* **Fragmento seleccionado**:
※

Así que seguí en casa, y me leí lo que tenía de Cioran, que me lo había saltado por si me deprimía, y de paso leí también algún libro marxista, de Groucho, claro, que los otros ya me los había leído cuando entonces.

A todo esto siguen cayendo las hojas del calendario. El sol está cada día un poco más alto sobre los tejados de las casas de enfrente. Las mesnadas de deportistas, viejos, niños, perros y amos pasan bajo mi ventana cada vez más escuetos de vestimenta. Siguen eso sí con ese aire de prisioneros a quienes han dejado salir a dar unas vueltas por el patio, o de bueyes que llevan conducidos al arroyo.

※

* **Qué hacer**:
Por favor, resume el fragmento en dos oraciones. Los registros no tienen relación con el fragmento.

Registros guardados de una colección
※

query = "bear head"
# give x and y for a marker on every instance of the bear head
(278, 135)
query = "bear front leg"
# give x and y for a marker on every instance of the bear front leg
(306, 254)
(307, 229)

※

* **Respuesta**:
Quien narra se queda en casa leyendo lo que tenía de Cioran y algún libro marxista, de Groucho. Mientras tanto, pasan los días, el sol sube cada día un poco más sobre los tejados de enfrente, y la gente que pasa bajo su ventana va cada vez con menos ropa, aunque con aire de prisioneros en el patio o de bueyes llevados al arroyo.